- PROVIDED ENTRIES
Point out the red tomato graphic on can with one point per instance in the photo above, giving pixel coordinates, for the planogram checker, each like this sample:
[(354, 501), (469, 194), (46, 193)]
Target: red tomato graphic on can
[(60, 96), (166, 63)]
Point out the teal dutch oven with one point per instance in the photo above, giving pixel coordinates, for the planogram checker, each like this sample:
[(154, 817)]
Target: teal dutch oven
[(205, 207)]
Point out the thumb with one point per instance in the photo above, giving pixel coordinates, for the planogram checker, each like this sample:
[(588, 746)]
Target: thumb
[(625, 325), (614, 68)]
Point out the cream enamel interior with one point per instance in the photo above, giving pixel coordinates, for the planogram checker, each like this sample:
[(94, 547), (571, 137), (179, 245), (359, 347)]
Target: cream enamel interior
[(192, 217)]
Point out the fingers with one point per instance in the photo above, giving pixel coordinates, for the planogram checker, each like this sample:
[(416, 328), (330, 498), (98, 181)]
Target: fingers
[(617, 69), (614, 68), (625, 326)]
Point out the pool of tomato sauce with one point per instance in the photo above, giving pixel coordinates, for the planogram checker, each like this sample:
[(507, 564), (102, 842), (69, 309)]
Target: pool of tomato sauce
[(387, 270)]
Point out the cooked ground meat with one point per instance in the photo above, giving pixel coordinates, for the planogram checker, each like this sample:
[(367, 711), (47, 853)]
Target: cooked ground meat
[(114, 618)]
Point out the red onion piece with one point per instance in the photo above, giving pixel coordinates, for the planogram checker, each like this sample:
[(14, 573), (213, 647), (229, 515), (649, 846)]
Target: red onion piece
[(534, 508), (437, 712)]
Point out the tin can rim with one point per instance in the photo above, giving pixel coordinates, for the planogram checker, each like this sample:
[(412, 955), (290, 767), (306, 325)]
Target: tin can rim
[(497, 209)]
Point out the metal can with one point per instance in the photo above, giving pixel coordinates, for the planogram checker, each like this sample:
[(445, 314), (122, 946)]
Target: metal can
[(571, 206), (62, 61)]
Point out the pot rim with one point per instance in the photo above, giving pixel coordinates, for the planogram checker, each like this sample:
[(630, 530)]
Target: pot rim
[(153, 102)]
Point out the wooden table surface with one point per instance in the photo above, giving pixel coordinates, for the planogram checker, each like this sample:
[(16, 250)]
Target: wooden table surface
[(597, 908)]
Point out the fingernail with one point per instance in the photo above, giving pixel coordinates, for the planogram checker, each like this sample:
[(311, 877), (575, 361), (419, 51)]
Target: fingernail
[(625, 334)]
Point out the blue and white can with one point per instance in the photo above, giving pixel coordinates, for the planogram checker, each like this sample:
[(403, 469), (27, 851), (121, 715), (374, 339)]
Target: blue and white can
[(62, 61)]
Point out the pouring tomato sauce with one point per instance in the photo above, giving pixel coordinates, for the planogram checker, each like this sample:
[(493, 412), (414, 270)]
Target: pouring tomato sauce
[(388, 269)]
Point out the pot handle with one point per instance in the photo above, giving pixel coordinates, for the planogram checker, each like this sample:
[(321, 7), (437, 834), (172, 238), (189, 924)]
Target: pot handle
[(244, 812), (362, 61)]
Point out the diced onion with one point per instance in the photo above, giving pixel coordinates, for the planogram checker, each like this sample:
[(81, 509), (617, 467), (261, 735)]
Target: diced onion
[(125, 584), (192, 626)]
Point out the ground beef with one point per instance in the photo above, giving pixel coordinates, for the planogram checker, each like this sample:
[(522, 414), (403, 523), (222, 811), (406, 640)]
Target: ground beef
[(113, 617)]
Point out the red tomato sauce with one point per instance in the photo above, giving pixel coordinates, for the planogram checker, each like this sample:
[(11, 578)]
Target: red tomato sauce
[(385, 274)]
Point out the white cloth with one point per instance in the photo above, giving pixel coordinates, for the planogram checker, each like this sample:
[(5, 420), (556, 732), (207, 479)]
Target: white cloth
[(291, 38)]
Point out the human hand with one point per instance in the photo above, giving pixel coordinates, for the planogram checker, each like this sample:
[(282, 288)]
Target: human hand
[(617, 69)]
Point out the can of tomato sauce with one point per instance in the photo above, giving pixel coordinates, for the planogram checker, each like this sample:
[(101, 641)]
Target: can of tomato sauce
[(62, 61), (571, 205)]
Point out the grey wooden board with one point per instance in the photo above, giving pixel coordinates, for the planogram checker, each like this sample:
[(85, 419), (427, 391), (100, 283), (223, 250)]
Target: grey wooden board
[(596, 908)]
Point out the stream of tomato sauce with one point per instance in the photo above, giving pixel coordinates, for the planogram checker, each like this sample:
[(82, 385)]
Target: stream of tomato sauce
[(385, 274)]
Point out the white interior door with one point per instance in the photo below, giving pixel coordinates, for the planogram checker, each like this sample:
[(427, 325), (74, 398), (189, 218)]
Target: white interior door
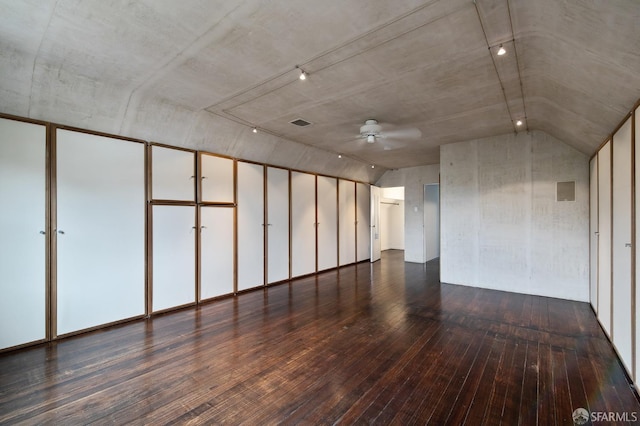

- WHAT YOU SHOULD DO
Can you render every line of the entries above as a JSON list of strings, one string per line, with blank lines dropped and the pictures left out?

- FULL ANSWER
[
  "Point out the red tomato graphic on can with one point per instance in the photo above, giving pixel coordinates, for the planogram checker, each like this sample:",
  "[(354, 501), (469, 194), (46, 193)]",
  "Target: red tomato graphic on can",
  "[(60, 96), (166, 63)]",
  "Point out the teal dutch oven with one point per instance in the photo above, giving pixel coordinates, for the planogram checker, each like this sample:",
  "[(154, 817)]",
  "Target: teal dutch oven",
  "[(205, 207)]",
  "Point out the thumb with one point per instance in the photo above, giving pixel coordinates, for the planogram checker, each like this sample:",
  "[(588, 746)]",
  "Target: thumb",
  "[(625, 325), (614, 68)]",
  "Point out the cream enamel interior with one point per instance in the photo above, giving pixel coordinates, for the planogram checker, each like this sample:",
  "[(94, 547), (571, 137), (179, 245), (359, 347)]",
  "Target: cream enamel interior",
  "[(192, 217)]",
  "Point out the fingers with one point per instance in the photo above, giving pixel coordinates, for the planogram checker, each like this sample:",
  "[(416, 328), (330, 498), (98, 181)]",
  "Target: fingers",
  "[(617, 69), (614, 68), (625, 326)]",
  "Point out the pool of tomato sauce with one point per instance in the photo above, giving pixel coordinates, for the planogram checker, each like this sample:",
  "[(507, 564), (102, 842), (69, 309)]",
  "Target: pool of tomato sauce",
  "[(387, 270)]",
  "Point out the cooked ground meat with one point per instance in the photo above, giving pixel coordinates, for the planogram checker, each like this sample:",
  "[(367, 711), (47, 853)]",
  "Target: cooked ground meat",
  "[(114, 618)]",
  "Point out the red onion piece with one point per instance in the photo above, giving pixel coordinates, for the planogram checker, each like this sample:",
  "[(14, 573), (213, 647), (229, 515), (649, 846)]",
  "Target: red onion piece",
  "[(534, 508), (437, 712)]",
  "Point out the tin can rim with one point per instance in the photo above, giving pixel coordinates, for the planogram checker, each like this sample:",
  "[(412, 955), (290, 767), (306, 325)]",
  "Target: tin can rim",
  "[(497, 209)]",
  "Point out the metal can with one point per instance in the photo above, giving pixel coordinates, for the planogram checker, each like this sample:",
  "[(445, 314), (122, 946)]",
  "Target: metal can",
  "[(571, 206), (62, 61)]",
  "Point out the pot rim with one point per instance in the photo above, giving pixel coordinates, for the planogram checker, each like this sample:",
  "[(630, 530)]",
  "Target: pot rim",
  "[(153, 102)]",
  "Point out the wooden table surface with one point per instance in the photo above, giving pixel coordinates, for the planogram checker, each like this sample:",
  "[(16, 250)]",
  "Target: wooden table surface",
  "[(597, 908)]",
  "Point out the fingernail with one point per instance in the photo above, giving pixel coordinates, for the planogram checker, each like this sample:",
  "[(311, 877), (575, 361), (419, 51)]",
  "Target: fingernail",
  "[(625, 334)]",
  "Point out the blue and white can with one point per instance in the photo above, giving pixel coordinates, for the planogram checker, each like this sample:",
  "[(403, 469), (27, 851), (121, 715), (374, 339)]",
  "Target: blue and white can",
  "[(62, 61)]",
  "Point out the pouring tomato sauce with one point per instance in the photo above, giving pixel coordinates, for the planogram checker, each like this sample:",
  "[(493, 412), (414, 270)]",
  "Target: pouring tomato sauce",
  "[(388, 269)]",
  "Point out the pot handle with one point per instance in the photo above, giving pixel coordinates, for the planogram checker, each like this sample:",
  "[(321, 7), (437, 834), (172, 238), (189, 924)]",
  "Target: pot handle",
  "[(244, 812), (362, 61)]",
  "Point out the diced onion with one point per instance in the photo above, giving pixel coordinates, for the planogram checker, each like this sample:",
  "[(81, 509), (617, 467), (261, 735)]",
  "Target: diced onion",
  "[(125, 584), (192, 626)]",
  "Point out the ground beef with one point per instance in the photo above, giving pixel coordinates, for the planogram checker, each like this sample:",
  "[(522, 414), (403, 523), (222, 811), (406, 640)]",
  "Target: ground beef",
  "[(113, 617)]",
  "Point out the red tomato sauce with one point per instance in the photo above, giving pixel coordinates, for the planogram checker, each like this sample:",
  "[(11, 578)]",
  "Target: red tomato sauce",
  "[(385, 274)]",
  "Point out the white cloth with one point per instance in the photo above, giving pixel coordinates, for the planogram checker, each like this sample:",
  "[(5, 420), (556, 732), (207, 479)]",
  "Target: white cloth",
  "[(291, 38)]",
  "Point out the human hand with one point per instance in the photo above, giving pixel coordinates, for the planogram checker, each like this sample:",
  "[(282, 288)]",
  "Target: human hand",
  "[(617, 69)]",
  "Point out the can of tomato sauce with one point per instance in the photo above, giving pixel coordinates, for the planogram checker, each like this sample:",
  "[(101, 641)]",
  "Target: can of tomato sauce",
  "[(62, 61), (571, 205)]",
  "Point out the grey wooden board with one point per instance in the photo above, giving pixel coordinates, for the planogram checker, each like this sample:",
  "[(85, 419), (427, 391), (100, 283), (223, 250)]",
  "Target: grey wooden board",
  "[(596, 908)]",
  "Point out the stream of tomato sauce with one point per instance in the photo above, giving pixel coordinates, for the planogram checker, each like this sample:",
  "[(82, 385)]",
  "Target: stream of tomato sauce",
  "[(385, 274)]",
  "Point out the white interior door with one point per instance in the photo below, giving pixel coordinates, for the planogram checker, each like this sample:",
  "[(427, 325), (74, 398), (189, 218)]",
  "Target: white interior door"
]